WORK TO COMPLETE -> Gather every line in the records below that contains the word "staircase", and copy each one as it appears.

EXTRACTED DATA ->
>> BEGIN

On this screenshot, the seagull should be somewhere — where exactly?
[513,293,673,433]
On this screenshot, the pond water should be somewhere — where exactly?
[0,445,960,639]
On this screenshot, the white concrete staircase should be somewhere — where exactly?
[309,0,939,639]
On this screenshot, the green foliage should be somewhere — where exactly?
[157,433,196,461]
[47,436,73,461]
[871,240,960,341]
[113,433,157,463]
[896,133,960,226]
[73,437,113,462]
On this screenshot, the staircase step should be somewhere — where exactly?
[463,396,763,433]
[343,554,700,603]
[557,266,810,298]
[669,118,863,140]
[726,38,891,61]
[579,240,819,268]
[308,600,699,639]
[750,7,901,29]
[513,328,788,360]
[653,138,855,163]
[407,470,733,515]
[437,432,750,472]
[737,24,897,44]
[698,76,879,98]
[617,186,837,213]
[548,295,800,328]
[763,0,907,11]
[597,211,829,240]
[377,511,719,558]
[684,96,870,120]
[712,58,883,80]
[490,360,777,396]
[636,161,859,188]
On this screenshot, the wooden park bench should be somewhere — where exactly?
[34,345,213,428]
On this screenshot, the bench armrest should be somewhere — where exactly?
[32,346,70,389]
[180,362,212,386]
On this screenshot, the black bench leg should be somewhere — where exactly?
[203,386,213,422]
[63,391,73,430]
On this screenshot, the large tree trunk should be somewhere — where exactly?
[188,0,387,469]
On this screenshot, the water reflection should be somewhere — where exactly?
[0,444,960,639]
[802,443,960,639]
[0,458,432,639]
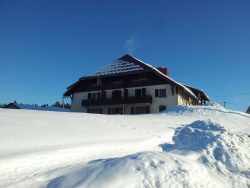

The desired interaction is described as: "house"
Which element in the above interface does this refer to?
[246,106,250,114]
[64,55,209,114]
[6,102,70,112]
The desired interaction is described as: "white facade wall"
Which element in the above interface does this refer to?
[71,84,178,114]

>> END

WRITTEN REPLY ->
On this screenshot, the white concrete staircase should be somewhere — where exactly?
On this screenshot, the staircase step should be somewhere — where exactly?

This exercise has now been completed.